REQUIREMENT.
Set down, word for word, the stretch of lines from the one containing "the glass pendant" to the end of the records below.

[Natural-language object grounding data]
++++++++++

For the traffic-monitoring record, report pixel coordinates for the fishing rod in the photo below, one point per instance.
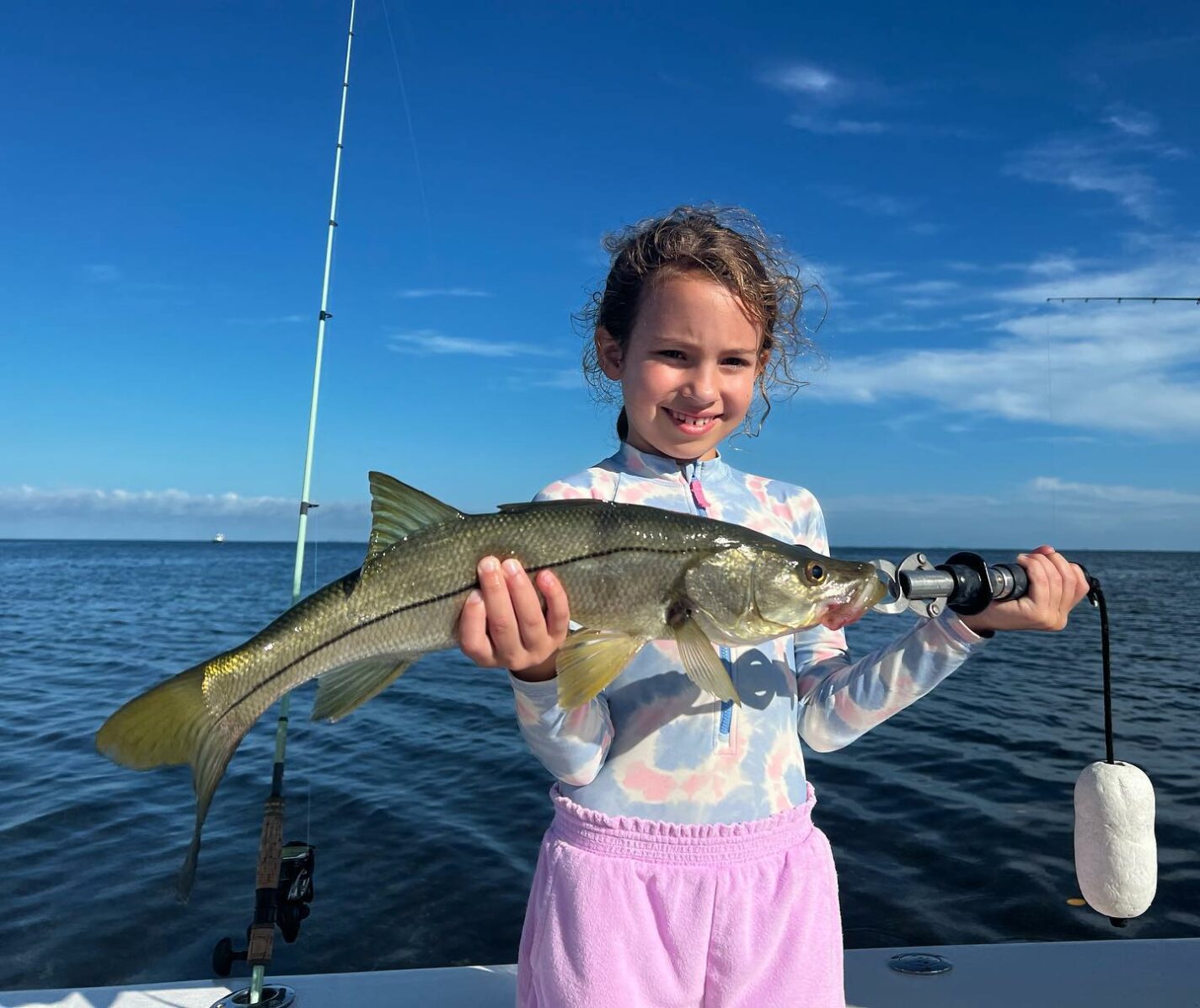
(1152, 298)
(1117, 857)
(283, 886)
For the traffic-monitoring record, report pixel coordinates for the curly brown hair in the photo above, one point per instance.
(730, 245)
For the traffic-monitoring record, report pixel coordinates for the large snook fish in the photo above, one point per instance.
(633, 575)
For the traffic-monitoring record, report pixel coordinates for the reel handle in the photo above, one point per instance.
(965, 583)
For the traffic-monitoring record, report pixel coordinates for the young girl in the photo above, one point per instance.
(682, 866)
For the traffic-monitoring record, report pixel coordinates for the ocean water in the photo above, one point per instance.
(951, 823)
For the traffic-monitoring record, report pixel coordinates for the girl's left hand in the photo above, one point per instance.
(1055, 587)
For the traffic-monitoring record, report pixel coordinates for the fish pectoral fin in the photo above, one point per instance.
(589, 660)
(701, 662)
(342, 690)
(399, 510)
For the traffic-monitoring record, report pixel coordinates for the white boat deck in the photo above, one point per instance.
(1160, 973)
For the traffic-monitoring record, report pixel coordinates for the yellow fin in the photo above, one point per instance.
(399, 510)
(589, 660)
(173, 724)
(701, 662)
(342, 690)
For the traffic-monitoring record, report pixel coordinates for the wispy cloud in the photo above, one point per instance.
(1096, 367)
(102, 272)
(835, 126)
(1115, 493)
(169, 514)
(877, 204)
(818, 91)
(1131, 121)
(806, 79)
(443, 292)
(1091, 167)
(288, 319)
(143, 501)
(431, 341)
(562, 378)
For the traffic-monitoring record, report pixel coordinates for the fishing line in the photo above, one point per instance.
(1053, 453)
(408, 112)
(283, 878)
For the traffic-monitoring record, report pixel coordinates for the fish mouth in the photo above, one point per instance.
(843, 614)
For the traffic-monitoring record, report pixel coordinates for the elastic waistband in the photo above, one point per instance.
(679, 843)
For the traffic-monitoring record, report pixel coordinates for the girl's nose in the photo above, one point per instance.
(702, 383)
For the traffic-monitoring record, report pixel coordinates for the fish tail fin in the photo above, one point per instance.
(172, 724)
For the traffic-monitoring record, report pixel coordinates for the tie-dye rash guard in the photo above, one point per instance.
(651, 745)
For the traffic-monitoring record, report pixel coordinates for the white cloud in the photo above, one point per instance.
(30, 500)
(879, 204)
(1132, 121)
(443, 292)
(1092, 167)
(806, 79)
(1115, 493)
(826, 126)
(102, 272)
(169, 514)
(289, 319)
(431, 341)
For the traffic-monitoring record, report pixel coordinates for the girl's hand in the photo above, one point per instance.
(1055, 587)
(503, 625)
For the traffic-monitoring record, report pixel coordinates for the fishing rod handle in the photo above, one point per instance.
(967, 583)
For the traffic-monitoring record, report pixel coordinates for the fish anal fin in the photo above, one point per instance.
(399, 510)
(589, 660)
(345, 689)
(701, 662)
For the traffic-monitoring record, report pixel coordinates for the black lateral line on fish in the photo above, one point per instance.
(441, 598)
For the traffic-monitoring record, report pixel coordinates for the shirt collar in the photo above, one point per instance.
(650, 466)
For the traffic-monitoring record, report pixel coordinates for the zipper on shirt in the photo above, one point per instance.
(725, 722)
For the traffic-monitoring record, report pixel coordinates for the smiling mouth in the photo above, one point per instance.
(690, 421)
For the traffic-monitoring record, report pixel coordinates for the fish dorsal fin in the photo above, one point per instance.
(541, 506)
(399, 510)
(699, 662)
(342, 690)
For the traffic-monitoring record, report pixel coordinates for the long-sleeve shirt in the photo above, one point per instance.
(651, 745)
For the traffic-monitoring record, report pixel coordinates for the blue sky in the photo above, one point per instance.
(941, 170)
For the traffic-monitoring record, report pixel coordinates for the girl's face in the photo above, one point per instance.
(688, 374)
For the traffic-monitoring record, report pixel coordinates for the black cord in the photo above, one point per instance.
(1096, 597)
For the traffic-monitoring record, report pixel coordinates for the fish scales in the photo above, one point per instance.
(633, 574)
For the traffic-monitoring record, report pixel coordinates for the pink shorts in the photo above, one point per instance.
(630, 912)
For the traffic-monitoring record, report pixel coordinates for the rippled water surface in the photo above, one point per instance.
(951, 823)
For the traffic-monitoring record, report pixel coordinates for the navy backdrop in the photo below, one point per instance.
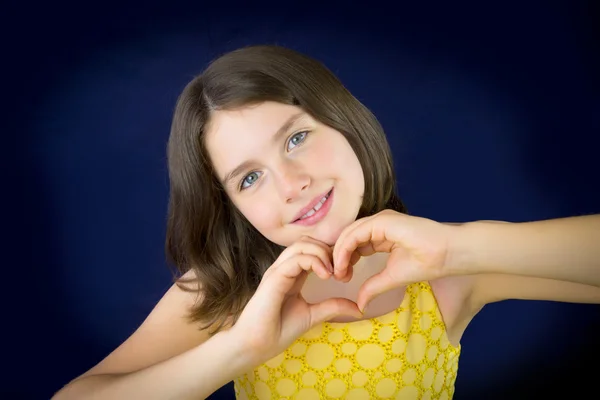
(491, 111)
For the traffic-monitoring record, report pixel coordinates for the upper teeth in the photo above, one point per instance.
(315, 208)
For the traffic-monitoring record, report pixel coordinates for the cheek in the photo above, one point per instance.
(261, 214)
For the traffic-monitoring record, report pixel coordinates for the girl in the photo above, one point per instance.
(302, 275)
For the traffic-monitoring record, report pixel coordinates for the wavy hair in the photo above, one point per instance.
(206, 233)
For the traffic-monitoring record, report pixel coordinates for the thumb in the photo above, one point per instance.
(332, 308)
(374, 286)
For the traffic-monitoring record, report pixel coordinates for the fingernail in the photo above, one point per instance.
(364, 309)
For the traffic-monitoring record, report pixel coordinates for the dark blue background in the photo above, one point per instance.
(492, 112)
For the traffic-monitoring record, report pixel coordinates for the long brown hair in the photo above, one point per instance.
(205, 231)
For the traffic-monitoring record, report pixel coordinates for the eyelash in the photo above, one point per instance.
(287, 143)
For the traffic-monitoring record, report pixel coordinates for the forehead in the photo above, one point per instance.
(233, 136)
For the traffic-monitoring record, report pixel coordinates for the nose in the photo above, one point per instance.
(291, 181)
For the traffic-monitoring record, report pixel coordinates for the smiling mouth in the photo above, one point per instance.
(318, 211)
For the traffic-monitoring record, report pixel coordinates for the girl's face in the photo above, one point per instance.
(287, 173)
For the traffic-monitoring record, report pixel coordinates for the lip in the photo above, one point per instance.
(317, 216)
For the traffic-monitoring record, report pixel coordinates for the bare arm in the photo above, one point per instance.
(565, 249)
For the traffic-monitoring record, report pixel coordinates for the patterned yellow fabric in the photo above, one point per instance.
(401, 355)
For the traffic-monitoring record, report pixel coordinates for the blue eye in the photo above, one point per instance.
(296, 139)
(249, 180)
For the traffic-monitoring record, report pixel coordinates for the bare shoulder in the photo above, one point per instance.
(453, 295)
(165, 333)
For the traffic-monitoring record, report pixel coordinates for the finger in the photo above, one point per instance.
(345, 232)
(308, 245)
(332, 308)
(303, 262)
(350, 270)
(359, 237)
(376, 285)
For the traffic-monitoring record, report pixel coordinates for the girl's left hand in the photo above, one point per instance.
(418, 250)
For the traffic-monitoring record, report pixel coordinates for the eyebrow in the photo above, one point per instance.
(246, 164)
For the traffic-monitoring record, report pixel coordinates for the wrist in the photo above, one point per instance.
(472, 244)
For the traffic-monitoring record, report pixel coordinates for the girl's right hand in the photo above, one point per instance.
(277, 314)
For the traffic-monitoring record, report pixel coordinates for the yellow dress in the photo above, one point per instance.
(404, 354)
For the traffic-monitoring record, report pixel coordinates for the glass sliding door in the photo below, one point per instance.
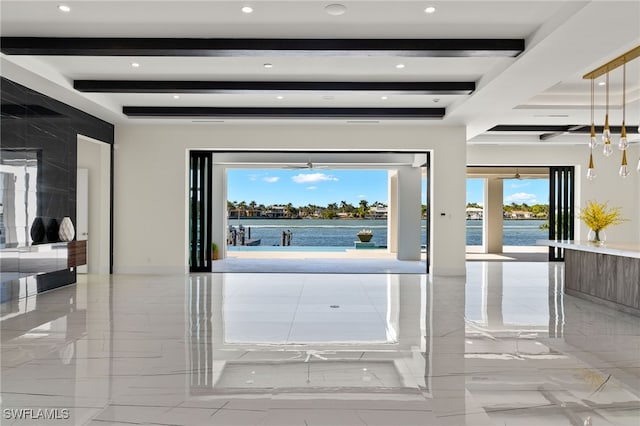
(200, 180)
(561, 208)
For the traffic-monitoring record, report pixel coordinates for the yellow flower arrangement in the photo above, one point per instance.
(598, 216)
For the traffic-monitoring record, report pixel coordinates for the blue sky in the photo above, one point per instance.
(324, 186)
(530, 191)
(302, 186)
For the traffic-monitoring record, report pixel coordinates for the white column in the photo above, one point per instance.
(409, 205)
(492, 223)
(392, 212)
(219, 205)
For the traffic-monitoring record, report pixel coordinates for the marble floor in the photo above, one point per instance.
(503, 346)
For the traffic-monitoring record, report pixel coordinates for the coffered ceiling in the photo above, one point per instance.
(497, 67)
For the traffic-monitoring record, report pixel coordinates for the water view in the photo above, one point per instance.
(342, 233)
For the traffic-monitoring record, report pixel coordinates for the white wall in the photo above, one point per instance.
(607, 187)
(151, 181)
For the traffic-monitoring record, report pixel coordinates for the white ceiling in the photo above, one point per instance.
(543, 85)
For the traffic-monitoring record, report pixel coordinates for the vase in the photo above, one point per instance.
(66, 231)
(365, 238)
(52, 231)
(597, 237)
(37, 230)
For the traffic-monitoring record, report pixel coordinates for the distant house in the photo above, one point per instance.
(520, 214)
(474, 213)
(378, 211)
(276, 211)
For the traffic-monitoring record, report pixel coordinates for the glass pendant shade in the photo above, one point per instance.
(606, 133)
(593, 141)
(591, 171)
(624, 143)
(624, 168)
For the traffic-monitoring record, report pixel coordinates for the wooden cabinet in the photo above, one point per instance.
(77, 253)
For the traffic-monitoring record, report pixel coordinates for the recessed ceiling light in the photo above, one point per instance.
(335, 9)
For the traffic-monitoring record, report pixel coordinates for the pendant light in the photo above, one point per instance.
(607, 150)
(623, 143)
(591, 171)
(593, 141)
(624, 168)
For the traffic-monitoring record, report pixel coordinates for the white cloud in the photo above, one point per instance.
(521, 197)
(313, 178)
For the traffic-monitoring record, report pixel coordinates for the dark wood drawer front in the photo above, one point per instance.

++++++++++

RESPONSE.
For the traffic-monitoring record, report pixel coordinates for the glass pendant shade in the photo above, one point per instance.
(606, 133)
(593, 141)
(591, 171)
(624, 143)
(624, 168)
For the traffic-monitoring record, report pixel coordinates for the wooden cabinet in the photo above, one point per instance.
(77, 253)
For the traffic-monitoring record, report pixel coordinates for the recessed ceiling light in the photo above, one point per instance.
(335, 9)
For the traffic-monitoring record, report pixel coordinates for the pendant light in the photo above, one point per instance.
(607, 150)
(623, 143)
(591, 171)
(593, 141)
(624, 168)
For the traffic-monitoring record, report pixel coordinates for the white cloud in the photo above, one point per instance.
(521, 197)
(313, 178)
For the traffic-monitoring record, report pixel coordinates for the dark wood drawer front in the photo above, one point per instance.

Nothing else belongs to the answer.